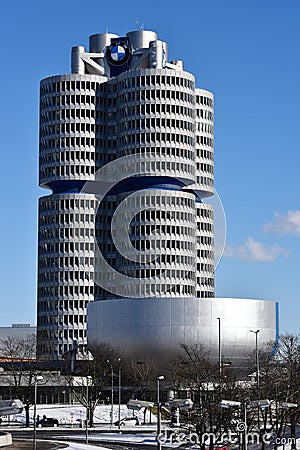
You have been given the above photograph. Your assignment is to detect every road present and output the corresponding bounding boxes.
[7,428,161,450]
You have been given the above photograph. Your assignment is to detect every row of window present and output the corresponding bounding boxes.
[40,122,94,137]
[38,299,89,312]
[119,132,195,147]
[196,147,214,161]
[196,95,214,108]
[196,291,215,298]
[39,240,94,255]
[40,150,95,165]
[39,227,94,240]
[39,256,94,270]
[119,146,195,161]
[40,135,95,152]
[129,223,194,239]
[40,166,95,180]
[196,205,214,220]
[38,285,94,298]
[195,135,214,148]
[197,176,214,188]
[197,277,215,287]
[197,249,214,260]
[197,262,215,274]
[119,103,195,119]
[196,122,214,135]
[41,108,95,124]
[116,268,195,280]
[40,80,99,95]
[197,235,214,246]
[39,270,93,283]
[196,162,214,175]
[113,253,195,268]
[39,314,86,327]
[40,213,95,226]
[40,94,95,110]
[196,109,214,122]
[118,74,195,90]
[117,89,195,106]
[118,117,194,133]
[40,198,94,213]
[128,236,195,252]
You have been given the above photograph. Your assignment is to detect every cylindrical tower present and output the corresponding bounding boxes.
[38,30,214,359]
[37,74,103,359]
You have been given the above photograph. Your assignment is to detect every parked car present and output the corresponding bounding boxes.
[114,417,140,427]
[36,417,58,428]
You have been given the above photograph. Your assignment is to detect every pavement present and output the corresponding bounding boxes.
[7,439,69,450]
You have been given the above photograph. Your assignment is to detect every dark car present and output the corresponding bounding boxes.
[36,417,58,428]
[114,417,140,427]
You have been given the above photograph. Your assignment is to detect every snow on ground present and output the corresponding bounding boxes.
[10,404,156,427]
[55,441,109,450]
[58,442,109,450]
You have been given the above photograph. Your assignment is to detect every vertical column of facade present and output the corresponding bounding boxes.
[96,69,196,299]
[194,89,214,298]
[37,74,102,359]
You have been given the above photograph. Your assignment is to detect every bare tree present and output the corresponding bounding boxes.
[66,342,119,427]
[0,334,42,426]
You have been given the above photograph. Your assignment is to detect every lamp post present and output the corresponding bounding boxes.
[250,330,260,389]
[106,359,114,427]
[118,358,122,431]
[33,375,43,450]
[85,375,90,444]
[217,317,222,386]
[156,375,165,450]
[220,400,270,450]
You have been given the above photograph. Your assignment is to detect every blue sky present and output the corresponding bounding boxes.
[0,0,300,333]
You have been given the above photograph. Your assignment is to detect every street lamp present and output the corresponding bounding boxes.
[85,375,90,444]
[220,400,270,450]
[156,375,165,450]
[250,330,260,389]
[217,317,222,386]
[106,359,114,427]
[118,358,122,430]
[33,375,43,450]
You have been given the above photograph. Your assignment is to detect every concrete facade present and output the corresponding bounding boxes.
[37,30,277,359]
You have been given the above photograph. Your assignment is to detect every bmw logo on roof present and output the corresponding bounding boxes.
[106,41,130,66]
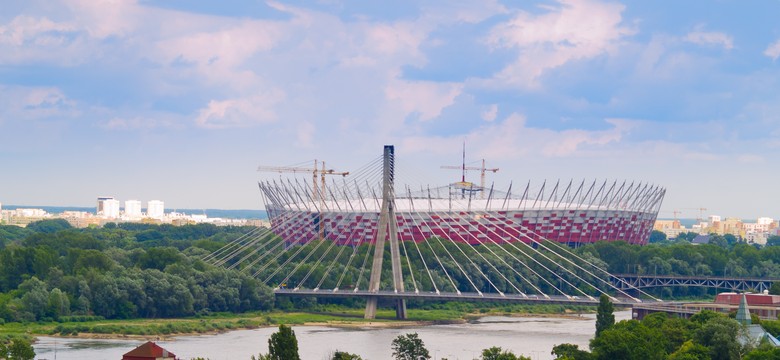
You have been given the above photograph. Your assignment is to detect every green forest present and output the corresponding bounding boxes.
[0,220,273,322]
[0,220,780,323]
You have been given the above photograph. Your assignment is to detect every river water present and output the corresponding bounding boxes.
[34,311,631,360]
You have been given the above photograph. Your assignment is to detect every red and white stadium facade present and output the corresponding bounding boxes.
[259,181,665,246]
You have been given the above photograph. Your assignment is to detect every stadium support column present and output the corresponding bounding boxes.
[365,145,406,319]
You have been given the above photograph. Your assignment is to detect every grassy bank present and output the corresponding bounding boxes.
[0,304,592,337]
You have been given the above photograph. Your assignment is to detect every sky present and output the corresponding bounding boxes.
[0,0,780,219]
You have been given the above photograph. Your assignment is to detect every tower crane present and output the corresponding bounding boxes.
[257,159,349,204]
[441,141,498,199]
[257,159,349,238]
[682,207,707,223]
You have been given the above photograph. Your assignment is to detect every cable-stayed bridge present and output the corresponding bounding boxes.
[204,146,665,318]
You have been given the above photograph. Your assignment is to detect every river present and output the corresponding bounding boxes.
[34,311,631,360]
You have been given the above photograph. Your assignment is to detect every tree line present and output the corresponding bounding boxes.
[0,220,273,322]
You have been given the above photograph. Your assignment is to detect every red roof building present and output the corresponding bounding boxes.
[715,293,780,306]
[122,341,176,360]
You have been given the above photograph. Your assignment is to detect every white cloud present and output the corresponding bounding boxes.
[295,121,317,148]
[764,40,780,60]
[403,114,633,161]
[195,90,285,129]
[684,30,734,50]
[0,15,75,46]
[737,154,765,164]
[482,104,498,122]
[65,0,140,39]
[488,0,635,88]
[0,85,80,121]
[385,80,463,121]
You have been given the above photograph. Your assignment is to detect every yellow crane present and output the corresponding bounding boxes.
[257,159,349,239]
[441,141,498,199]
[257,159,349,211]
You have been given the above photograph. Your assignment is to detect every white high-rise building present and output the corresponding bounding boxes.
[709,215,720,224]
[146,200,165,219]
[125,200,141,218]
[97,196,119,219]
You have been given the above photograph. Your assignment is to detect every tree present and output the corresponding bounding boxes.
[391,333,431,360]
[27,219,73,234]
[590,320,666,360]
[482,346,528,360]
[769,282,780,295]
[766,235,780,246]
[596,294,615,337]
[331,350,363,360]
[550,344,592,360]
[693,316,745,360]
[8,338,35,360]
[268,325,301,360]
[669,340,710,360]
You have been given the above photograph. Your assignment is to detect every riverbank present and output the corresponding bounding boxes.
[0,307,592,340]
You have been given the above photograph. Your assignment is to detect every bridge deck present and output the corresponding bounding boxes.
[274,289,644,306]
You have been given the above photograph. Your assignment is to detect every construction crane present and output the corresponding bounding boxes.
[257,159,349,239]
[441,141,498,199]
[257,159,349,209]
[682,207,707,223]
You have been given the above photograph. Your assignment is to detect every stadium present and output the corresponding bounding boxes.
[258,155,665,247]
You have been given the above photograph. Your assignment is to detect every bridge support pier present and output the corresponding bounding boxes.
[364,297,407,320]
[364,145,406,319]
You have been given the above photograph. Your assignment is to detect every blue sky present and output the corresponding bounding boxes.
[0,0,780,218]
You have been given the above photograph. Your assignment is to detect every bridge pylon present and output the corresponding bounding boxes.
[365,145,406,319]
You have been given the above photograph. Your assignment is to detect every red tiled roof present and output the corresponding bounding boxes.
[124,341,176,359]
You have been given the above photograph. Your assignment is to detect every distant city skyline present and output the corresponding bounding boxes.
[0,0,780,219]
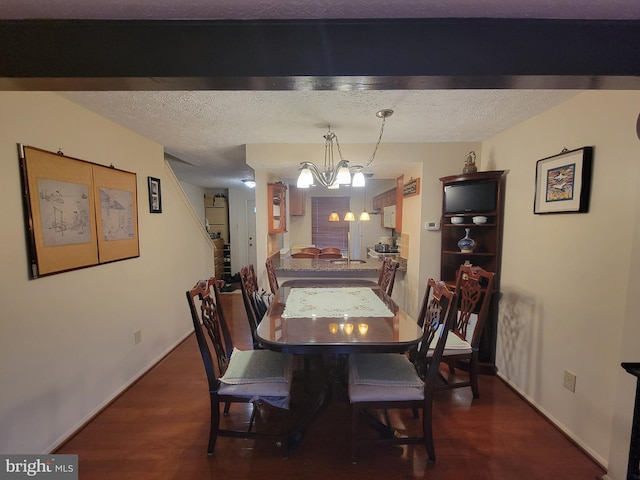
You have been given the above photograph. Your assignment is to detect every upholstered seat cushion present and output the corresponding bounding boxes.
[427,322,475,357]
[349,353,424,402]
[218,348,292,408]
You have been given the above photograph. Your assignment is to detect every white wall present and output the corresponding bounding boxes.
[482,92,640,480]
[178,178,206,228]
[0,92,213,453]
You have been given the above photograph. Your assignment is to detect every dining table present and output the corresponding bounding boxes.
[255,278,423,448]
[256,278,422,355]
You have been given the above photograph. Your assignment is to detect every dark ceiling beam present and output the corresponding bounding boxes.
[0,18,640,90]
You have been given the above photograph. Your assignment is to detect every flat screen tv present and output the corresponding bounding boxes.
[444,182,497,213]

▬▬▬▬▬▬

**Problem to work on**
Reproduce every line of the records above word for word, leaving out the pictures.

**Result of the exercise**
You have been given the above photograph. Your assignment is to detect every road present and output the corresponding bounding boxes.
[7,428,161,450]
You have been given the above photograph. Your assignment is to detect every row of window present and output the corresponding bounding boxes.
[40,122,94,137]
[38,299,89,312]
[119,132,195,147]
[196,147,214,161]
[196,95,214,108]
[196,291,215,298]
[39,240,94,255]
[40,150,95,165]
[39,227,94,240]
[39,256,94,270]
[119,146,195,161]
[40,135,95,152]
[129,223,194,239]
[40,166,95,180]
[196,205,214,220]
[38,285,94,298]
[195,135,214,148]
[197,176,214,188]
[197,277,215,287]
[197,249,214,260]
[197,262,215,274]
[119,103,195,119]
[196,122,214,135]
[41,108,95,124]
[116,268,195,280]
[40,80,99,95]
[197,235,214,246]
[39,270,93,283]
[196,162,214,175]
[113,253,195,268]
[39,314,86,327]
[40,213,95,226]
[40,94,95,110]
[196,109,214,122]
[118,74,195,90]
[117,89,195,106]
[118,117,194,133]
[40,198,94,213]
[128,236,195,252]
You have been given the above photograph. Your assignment is to detect every cylindrical tower present and output the corresponding bounding boxes.
[38,30,214,359]
[37,74,103,359]
You have been given the above photograph. Your assignment is to detect every parked car present and output the corresponding bounding boxes.
[114,417,140,427]
[36,417,58,428]
You have been given the above photograph. Your assignment is to detect every pavement present and output the corresponding bounding boxes.
[7,439,69,450]
You have been given the above photograph. Your assignment is to detect every dark car present and output the corresponding bounding boxes.
[36,417,58,428]
[114,417,140,427]
You have been given the above photograph. Your assignment is to detect every snow on ground present and output the corresponding bounding boxes.
[10,404,156,427]
[55,441,109,450]
[58,442,109,450]
You have been given the above photograph. Your assignment is to detect every vertical column of facade present and output the corresponding bounding boxes.
[96,69,196,299]
[194,89,214,298]
[37,74,102,359]
You have been given the above photograph. Your assignment is to detect every bare tree present and output the corresponding bounding boxes.
[66,342,119,427]
[0,334,42,426]
You have been given the above photograph. Your assignment is to detect every lamp post present and output the corresponding bounding boxes.
[250,330,260,389]
[106,359,114,427]
[118,358,122,431]
[33,375,43,450]
[85,375,90,444]
[217,317,222,386]
[156,375,165,450]
[220,400,270,450]
You have been given the above photograph. Your assignment is to detect every blue sky present and output the corresponding bounding boxes.
[0,0,300,333]
You have been given the above photograph. Your assignment is to detect every street lamp present and output the corresponding bounding boxes.
[85,375,90,444]
[220,400,270,450]
[156,375,165,450]
[250,330,260,389]
[217,317,222,386]
[106,359,114,427]
[118,358,122,430]
[33,375,43,450]
You have been given the above photograph. Your assignment is to detect every concrete facade present and output the corresponding bounding boxes.
[37,30,277,359]
You have been given the above photograph. Your assignment is to detect every bmw logo on roof present and output the corresponding bounding boxes.
[106,41,130,66]
You have been given the above photograph. Your assignment is to detect every green forest present and output the corresponding bounding boxes.
[0,220,273,322]
[0,220,780,323]
You have been given the above photograph. Your assignment is to detect every river water present and output the corresponding bounding boxes.
[34,311,631,360]
You have been given the above photograph. Your assignment is to detect every red and white stadium facade present and output the corresponding bounding boxes.
[259,181,665,246]
You have been given the above photograph. Your assignment is to detect every stadium support column present and output the corresponding bounding boxes.
[365,145,406,319]
You have been given the above photograph. Your assignment is to detect every grassy bank present and output the corresponding bounding boxes.
[0,304,592,337]
You have been given the above photograph. Your assignment is to detect every sky present and output the corresponding bounding boxes.
[0,0,780,219]
You have been given the above photograph. Your assignment is to detect every tower crane present and output the corresponding bounding boxes.
[257,159,349,204]
[441,141,498,199]
[257,159,349,238]
[682,207,707,223]
You have been given the above photograph. Your assignment is to detect every cable-stayed bridge present and output the corresponding bounding boxes.
[204,146,665,318]
You have been given the above photograph. Your assignment is to detect every river present and output the corresponding bounding boxes.
[34,311,631,360]
You have been given the above photograph. Your assignment is to detect every tree line present and output the corresponding bounding boxes.
[0,220,273,322]
You have been given the above photograph. Your assignment is to detect every red roof building present and output the corresponding bounding boxes.
[715,293,780,306]
[122,341,176,360]
You have been given the above photograph. Your assignment is to detect every white cloud present and output the corresponding bounding boxes.
[295,121,317,148]
[764,40,780,60]
[403,114,633,161]
[195,90,285,129]
[684,30,734,50]
[0,15,75,46]
[737,154,765,164]
[482,104,498,122]
[65,0,140,39]
[488,0,635,88]
[0,85,80,121]
[385,80,463,121]
You have been given the above photograph. Your assignment is to detect every yellow crane present and output the corresponding bounding boxes.
[257,159,349,239]
[441,141,498,199]
[257,159,349,211]
You have been given the above photograph. Your assignment is to detect every white high-rise building present and output the corresponding bounding boxes.
[709,215,720,224]
[146,200,165,219]
[125,200,141,218]
[97,196,119,219]
You have been given the above photograph. Your assignment is to detect every tree present and output the corresponding bounding boxes.
[391,333,431,360]
[27,219,73,234]
[590,320,666,360]
[482,346,528,360]
[769,282,780,295]
[766,235,780,246]
[596,294,615,337]
[331,350,363,360]
[550,344,592,360]
[693,316,745,360]
[8,338,35,360]
[268,325,301,360]
[669,340,710,360]
You have been given the above photograph. Your assignment is to detect every riverbank present and output the corresponding bounding boxes.
[0,307,592,340]
You have been given the above photograph. Your assignment is to detect every bridge deck present and output the corresponding bounding boxes.
[274,289,644,306]
You have been given the above photograph. Your assignment is to detect every construction crane present and output the corresponding bounding boxes.
[257,159,349,239]
[441,141,498,199]
[257,159,349,209]
[682,207,707,223]
You have been given the above photograph. Your assignment is to detect every stadium present and output the corresponding bounding boxes.
[258,155,665,247]
You have been given the above photograph. Your assignment is to detect every bridge support pier present and output the corresponding bounding boxes.
[364,297,407,320]
[364,145,406,319]
You have been given the above photograph. Your assignment is to detect every blue sky present and output the corresponding bounding boxes.
[0,0,780,218]
You have been given the above photograph. Your assignment is to detect every bridge pylon present and output the corresponding bounding boxes.
[365,145,406,319]
You have been given the above photograph. Your assignment is to detect every red tiled roof present and output the corresponding bounding boxes.
[124,341,176,359]
You have been given the above photograph. Your assignment is to detect every distant city skyline present and output the corresponding bounding boxes.
[0,0,780,219]
You have been given the above photograph. Your assignment is to detect every upholstered seat cushion present and output the corresponding bounding boxes.
[427,322,475,357]
[349,353,424,402]
[218,348,292,408]
You have been given the above photograph. Your assignment is to detect every white wall present and output the corresponding bounding boxes.
[482,92,640,480]
[178,178,206,228]
[0,92,213,453]
You have been given the above photograph. Your assignment is to detect every dining table present and output the corresponding bounding boxes.
[255,278,423,448]
[256,278,422,355]
You have been given the above photograph. Your assignment is to detect every dark ceiling beam present and output the corresponding bounding boxes.
[0,18,640,90]
You have been given the above photograph. Your assignment is to detect every flat screen tv present and output the corresponding bounding boxes.
[444,182,497,213]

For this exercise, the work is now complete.